- Work instructions -
Rewrite the lines from the line with "[tag] rectangular light" to the line with "(1324, 493)", changing every "light" to "lamp" and leaving everything else as it is.

- Input rows -
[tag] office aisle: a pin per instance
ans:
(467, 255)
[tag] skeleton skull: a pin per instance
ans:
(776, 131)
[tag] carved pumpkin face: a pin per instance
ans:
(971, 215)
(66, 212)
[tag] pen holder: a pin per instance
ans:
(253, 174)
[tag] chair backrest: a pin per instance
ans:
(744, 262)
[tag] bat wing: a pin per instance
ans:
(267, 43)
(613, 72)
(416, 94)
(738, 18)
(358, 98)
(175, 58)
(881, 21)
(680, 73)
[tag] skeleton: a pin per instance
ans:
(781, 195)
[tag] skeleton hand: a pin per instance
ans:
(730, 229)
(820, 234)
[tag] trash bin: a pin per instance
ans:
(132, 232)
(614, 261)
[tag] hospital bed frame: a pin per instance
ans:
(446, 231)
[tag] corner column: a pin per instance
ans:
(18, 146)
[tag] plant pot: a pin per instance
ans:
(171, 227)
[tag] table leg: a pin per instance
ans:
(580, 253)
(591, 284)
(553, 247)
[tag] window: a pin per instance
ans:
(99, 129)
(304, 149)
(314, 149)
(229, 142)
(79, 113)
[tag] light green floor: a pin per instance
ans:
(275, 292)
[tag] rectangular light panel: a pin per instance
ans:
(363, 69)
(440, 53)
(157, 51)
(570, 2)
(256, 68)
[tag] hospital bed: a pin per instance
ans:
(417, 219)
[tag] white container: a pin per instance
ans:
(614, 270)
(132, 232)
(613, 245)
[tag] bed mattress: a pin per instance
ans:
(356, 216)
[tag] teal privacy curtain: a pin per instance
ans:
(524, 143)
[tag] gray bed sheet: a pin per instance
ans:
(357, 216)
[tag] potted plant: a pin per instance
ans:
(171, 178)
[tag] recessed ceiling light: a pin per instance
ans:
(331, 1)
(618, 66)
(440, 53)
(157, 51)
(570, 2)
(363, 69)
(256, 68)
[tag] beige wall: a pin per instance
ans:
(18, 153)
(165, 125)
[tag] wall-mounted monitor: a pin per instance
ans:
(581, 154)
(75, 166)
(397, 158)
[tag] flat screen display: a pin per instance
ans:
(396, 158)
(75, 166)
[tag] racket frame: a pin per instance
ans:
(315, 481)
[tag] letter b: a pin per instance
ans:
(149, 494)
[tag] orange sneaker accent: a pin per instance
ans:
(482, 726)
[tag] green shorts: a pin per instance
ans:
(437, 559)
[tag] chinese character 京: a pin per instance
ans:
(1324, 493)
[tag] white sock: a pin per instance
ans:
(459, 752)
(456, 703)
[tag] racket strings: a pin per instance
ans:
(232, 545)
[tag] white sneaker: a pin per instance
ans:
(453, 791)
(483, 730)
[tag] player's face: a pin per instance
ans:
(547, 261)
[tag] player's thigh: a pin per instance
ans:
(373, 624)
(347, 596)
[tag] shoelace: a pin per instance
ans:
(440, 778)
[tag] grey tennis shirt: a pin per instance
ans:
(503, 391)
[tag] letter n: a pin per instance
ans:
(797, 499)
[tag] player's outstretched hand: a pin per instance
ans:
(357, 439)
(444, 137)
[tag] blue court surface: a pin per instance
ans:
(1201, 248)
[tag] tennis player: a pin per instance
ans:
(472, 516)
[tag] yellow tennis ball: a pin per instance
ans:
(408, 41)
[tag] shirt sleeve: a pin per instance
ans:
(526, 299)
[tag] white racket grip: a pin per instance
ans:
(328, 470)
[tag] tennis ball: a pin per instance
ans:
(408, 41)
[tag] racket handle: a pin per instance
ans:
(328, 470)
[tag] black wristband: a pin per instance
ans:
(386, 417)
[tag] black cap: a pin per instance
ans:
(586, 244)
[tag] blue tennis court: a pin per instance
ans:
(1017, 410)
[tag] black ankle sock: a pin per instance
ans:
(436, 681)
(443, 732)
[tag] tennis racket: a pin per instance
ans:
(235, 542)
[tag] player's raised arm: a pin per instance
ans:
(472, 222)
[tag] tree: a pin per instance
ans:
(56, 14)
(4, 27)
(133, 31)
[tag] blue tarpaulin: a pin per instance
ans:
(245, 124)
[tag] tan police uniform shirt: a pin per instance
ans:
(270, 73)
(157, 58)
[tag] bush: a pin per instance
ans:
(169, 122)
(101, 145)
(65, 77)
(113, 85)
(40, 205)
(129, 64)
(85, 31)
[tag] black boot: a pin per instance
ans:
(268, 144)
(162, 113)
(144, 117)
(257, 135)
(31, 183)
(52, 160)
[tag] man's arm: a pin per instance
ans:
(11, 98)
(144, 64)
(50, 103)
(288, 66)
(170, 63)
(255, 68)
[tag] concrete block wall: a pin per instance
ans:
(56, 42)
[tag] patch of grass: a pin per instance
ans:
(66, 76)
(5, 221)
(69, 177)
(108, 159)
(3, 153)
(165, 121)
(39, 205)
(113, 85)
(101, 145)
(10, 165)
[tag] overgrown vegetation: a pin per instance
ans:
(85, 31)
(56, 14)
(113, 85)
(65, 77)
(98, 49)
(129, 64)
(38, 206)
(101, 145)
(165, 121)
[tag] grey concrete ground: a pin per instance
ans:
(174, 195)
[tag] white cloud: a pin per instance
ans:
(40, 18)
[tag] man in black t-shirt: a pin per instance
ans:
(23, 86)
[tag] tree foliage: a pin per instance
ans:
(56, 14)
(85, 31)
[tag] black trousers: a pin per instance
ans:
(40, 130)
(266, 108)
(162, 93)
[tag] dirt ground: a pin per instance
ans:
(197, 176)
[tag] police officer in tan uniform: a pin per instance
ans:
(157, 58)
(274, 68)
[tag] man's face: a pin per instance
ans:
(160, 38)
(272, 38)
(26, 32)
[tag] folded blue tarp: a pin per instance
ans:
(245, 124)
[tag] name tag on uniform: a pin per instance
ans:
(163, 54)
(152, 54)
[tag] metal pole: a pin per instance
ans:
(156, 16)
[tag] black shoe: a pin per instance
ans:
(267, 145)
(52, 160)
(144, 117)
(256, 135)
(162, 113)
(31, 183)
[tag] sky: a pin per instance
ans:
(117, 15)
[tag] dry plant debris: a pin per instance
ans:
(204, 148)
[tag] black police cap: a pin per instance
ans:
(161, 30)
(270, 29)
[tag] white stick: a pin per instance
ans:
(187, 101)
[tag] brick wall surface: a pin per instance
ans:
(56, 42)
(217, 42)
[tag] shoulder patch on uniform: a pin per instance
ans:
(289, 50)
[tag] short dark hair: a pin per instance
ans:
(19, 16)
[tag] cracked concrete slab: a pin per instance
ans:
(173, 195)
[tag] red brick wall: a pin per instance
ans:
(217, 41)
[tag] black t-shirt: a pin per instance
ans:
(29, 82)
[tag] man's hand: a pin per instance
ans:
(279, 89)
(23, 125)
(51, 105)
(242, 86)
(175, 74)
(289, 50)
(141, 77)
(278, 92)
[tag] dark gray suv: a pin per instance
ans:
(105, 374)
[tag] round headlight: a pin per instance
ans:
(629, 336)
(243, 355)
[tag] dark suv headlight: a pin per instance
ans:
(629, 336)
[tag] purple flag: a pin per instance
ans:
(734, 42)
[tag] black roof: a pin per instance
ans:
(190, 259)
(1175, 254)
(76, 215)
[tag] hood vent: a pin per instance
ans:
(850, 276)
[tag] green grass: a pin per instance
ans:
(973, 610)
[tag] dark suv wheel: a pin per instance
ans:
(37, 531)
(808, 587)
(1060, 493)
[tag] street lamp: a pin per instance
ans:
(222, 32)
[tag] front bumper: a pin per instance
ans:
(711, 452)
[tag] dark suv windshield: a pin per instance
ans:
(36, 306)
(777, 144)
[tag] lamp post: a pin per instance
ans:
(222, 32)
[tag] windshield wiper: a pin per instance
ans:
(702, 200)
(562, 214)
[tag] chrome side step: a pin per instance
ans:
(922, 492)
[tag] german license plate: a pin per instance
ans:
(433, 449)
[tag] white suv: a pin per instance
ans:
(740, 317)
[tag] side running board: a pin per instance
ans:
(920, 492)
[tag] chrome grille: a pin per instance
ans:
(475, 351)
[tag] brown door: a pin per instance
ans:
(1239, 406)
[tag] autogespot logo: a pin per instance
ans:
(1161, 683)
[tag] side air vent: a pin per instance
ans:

- Result of this exercise -
[tag] rectangular lamp panel: a pin per instance
ans:
(363, 69)
(440, 53)
(157, 51)
(570, 2)
(256, 68)
[tag] hospital bed: a pin per instance
ans:
(417, 219)
[tag] white container: a pin per instance
ans:
(614, 270)
(132, 232)
(613, 245)
[tag] bed mattress: a pin per instance
ans:
(356, 216)
[tag] teal privacy curtain: a pin per instance
ans:
(524, 143)
[tag] gray bed sheet: a pin per instance
ans:
(357, 216)
[tag] potted plant: a pin per instance
ans:
(171, 178)
[tag] recessed ceiling lamp: a pin per instance
ans:
(331, 1)
(618, 66)
(440, 53)
(157, 51)
(570, 2)
(363, 69)
(256, 68)
[tag] beige wall: a pin per instance
ans:
(18, 153)
(165, 125)
[tag] wall-mounted monitor: a pin per instance
ans:
(581, 154)
(75, 166)
(397, 158)
[tag] flat screen display: a pin per instance
ans:
(396, 158)
(75, 166)
[tag] racket frame: a pin per instance
ans:
(315, 481)
[tag] letter b: a pin per instance
ans:
(149, 494)
[tag] orange sneaker accent: a pin per instance
ans:
(482, 726)
[tag] green shorts: a pin per instance
ans:
(437, 559)
[tag] chinese character 京: a pin per instance
ans:
(1324, 493)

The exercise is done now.